Page text: Begin

A researcher finds 3 infections among 80 people surveyed (p̂ ≈ 0.0375). Should they use the standard Normal-based confidence interval formula?
AYes — the sample size of 80 is large enough for the Normal approximation
BNo — np = 80 × 0.0375 = 3, which is less than 10, so the Clopper-Pearson exact method is preferred
CYes — as long as n > 30, the CLT guarantees the Normal approximation is valid
DNo — you need at least n = 1000 before any confidence interval method is valid for proportions
The condition for using the Normal-based formula is np ≥ 10 AND n(1−p) ≥ 10. Here np = 3, which fails the condition. With so few expected successes, the Binomial distribution is heavily right-skewed — the Normal approximation is poor and the resulting interval may have much less than the nominal 95% coverage. The Clopper-Pearson interval uses the Binomial distribution directly and is appropriate when the Normal approximation conditions fail. The '30 observations' rule of thumb applies to means, not proportions.
Question 2 Multiple Choice
A 95% confidence interval for a proportion is computed as (0.42, 0.58). Which interpretation is correct?
AThere is a 95% probability that the true population proportion is between 0.42 and 0.58
B95% of the population falls between 0.42 and 0.58
CIf this sampling procedure were repeated many times, 95% of the resulting intervals would contain the true proportion
DThe sample proportion p̂ equals 0.50 with 95% certainty
The correct frequentist interpretation refers to the procedure, not this specific interval. The true proportion is fixed (not random), so it either is or isn't in (0.42, 0.58) — we just don't know which. The '95%' refers to the long-run performance of the method: 95% of intervals constructed this way will capture the true p. Option A is the most common misconception — treating a fixed parameter as if it has a probability distribution relative to a single computed interval.
Question 3 True / False
The margin of error for a 95% confidence interval for a proportion is maximized when p̂ = 0.5.
TTrue
FFalse
Answer: True
The margin of error is z_{α/2} √(p̂(1−p̂)/n). The term p̂(1−p̂) is maximized when p̂ = 0.5, giving 0.5 × 0.5 = 0.25. Any other value of p̂ gives a smaller product: e.g., 0.1 × 0.9 = 0.09, and 0.9 × 0.1 = 0.09. This is why a sample size calculated assuming p̂ = 0.5 is the conservative (largest) choice — it guarantees sufficient precision regardless of what the true proportion turns out to be.

Page text: End
Available data: Begin

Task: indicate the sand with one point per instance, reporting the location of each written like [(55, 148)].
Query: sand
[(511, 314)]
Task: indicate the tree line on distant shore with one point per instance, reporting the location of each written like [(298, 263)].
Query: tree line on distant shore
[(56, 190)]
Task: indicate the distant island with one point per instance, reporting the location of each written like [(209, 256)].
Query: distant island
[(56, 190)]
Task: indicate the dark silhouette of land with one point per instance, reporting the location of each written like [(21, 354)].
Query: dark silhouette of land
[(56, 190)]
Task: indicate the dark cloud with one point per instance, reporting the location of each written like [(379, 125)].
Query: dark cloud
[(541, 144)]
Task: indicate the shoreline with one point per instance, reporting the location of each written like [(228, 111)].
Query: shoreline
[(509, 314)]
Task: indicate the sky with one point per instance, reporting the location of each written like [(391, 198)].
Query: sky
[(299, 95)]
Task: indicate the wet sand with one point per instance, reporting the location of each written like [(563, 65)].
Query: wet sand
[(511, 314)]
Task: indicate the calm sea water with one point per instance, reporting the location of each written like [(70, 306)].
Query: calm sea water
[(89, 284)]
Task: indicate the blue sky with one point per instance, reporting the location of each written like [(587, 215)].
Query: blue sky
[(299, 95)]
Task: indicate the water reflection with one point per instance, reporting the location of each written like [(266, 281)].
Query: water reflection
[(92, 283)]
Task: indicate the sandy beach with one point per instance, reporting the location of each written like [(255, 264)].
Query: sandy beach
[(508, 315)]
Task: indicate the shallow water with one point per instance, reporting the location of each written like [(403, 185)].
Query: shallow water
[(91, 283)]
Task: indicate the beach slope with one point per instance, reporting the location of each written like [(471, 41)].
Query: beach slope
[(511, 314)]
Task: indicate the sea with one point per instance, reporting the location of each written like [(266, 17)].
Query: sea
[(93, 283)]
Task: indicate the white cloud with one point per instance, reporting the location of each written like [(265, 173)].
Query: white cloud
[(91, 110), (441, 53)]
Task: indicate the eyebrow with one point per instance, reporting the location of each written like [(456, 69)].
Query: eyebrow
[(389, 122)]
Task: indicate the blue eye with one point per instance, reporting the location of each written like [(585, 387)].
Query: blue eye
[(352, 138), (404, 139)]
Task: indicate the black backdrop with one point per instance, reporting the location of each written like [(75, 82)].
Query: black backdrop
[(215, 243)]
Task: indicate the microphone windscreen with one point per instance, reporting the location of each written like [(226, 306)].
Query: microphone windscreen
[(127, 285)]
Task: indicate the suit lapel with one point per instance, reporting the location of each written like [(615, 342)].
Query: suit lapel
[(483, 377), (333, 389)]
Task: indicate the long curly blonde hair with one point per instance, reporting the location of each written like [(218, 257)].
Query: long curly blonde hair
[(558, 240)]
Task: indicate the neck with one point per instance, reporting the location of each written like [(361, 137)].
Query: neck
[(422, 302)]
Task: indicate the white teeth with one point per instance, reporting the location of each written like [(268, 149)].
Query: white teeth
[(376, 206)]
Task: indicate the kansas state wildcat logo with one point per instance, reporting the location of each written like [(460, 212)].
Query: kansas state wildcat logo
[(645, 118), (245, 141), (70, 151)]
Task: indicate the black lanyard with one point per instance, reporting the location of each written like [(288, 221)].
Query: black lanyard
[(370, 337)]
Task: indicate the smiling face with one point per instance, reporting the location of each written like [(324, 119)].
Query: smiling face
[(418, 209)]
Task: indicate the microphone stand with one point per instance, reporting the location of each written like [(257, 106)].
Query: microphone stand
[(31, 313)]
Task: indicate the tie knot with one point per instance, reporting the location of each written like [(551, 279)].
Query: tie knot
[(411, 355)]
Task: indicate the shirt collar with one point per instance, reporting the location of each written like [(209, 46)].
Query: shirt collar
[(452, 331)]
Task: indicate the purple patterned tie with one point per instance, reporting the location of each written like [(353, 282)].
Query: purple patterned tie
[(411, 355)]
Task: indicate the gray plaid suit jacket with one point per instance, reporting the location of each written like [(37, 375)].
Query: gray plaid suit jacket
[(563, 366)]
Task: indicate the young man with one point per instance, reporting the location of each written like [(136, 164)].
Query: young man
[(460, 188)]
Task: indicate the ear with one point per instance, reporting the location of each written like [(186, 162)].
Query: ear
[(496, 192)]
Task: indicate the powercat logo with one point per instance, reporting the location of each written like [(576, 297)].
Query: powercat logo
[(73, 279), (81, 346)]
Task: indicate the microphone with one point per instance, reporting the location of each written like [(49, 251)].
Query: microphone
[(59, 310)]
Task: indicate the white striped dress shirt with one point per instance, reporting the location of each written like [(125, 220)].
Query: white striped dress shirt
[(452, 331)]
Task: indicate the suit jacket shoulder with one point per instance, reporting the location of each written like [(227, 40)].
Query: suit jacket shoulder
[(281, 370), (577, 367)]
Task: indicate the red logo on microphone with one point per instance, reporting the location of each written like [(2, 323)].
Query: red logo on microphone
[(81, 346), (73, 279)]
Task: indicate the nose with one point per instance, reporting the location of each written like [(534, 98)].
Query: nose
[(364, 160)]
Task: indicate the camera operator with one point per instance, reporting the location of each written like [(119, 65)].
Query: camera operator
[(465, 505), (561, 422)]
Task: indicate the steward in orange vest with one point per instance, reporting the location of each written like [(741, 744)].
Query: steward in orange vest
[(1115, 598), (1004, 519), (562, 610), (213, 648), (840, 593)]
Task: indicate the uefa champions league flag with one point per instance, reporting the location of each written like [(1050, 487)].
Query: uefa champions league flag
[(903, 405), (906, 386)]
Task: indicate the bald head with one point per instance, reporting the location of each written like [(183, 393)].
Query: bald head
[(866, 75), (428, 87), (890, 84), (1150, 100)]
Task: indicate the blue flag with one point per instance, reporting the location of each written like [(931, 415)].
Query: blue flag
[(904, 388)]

Available data: End

| Work instructions |
Continue the quiz on confidence intervals for proportions, starting right after its last sentence.

| Answer to the problem |
Question 4 True / False
Doubling the sample size halves the margin of error in a confidence interval for a proportion.
TTrue
FFalse
Answer: False
The margin of error is proportional to 1/√n, not 1/n. Doubling n replaces √n with √(2n) = √2 · √n, reducing the margin by a factor of √2 ≈ 1.41 — a reduction of about 29%, not 50%. To halve the margin of error, you must quadruple the sample size. This square-root relationship means precision is expensive: each additional decimal place of accuracy requires a 100× increase in sample size.
Question 5 Short Answer
Why do we substitute p̂ for p in the standard error formula √(p(1−p)/n) when constructing a confidence interval, and what does this introduce?
Think about your answer, then reveal below.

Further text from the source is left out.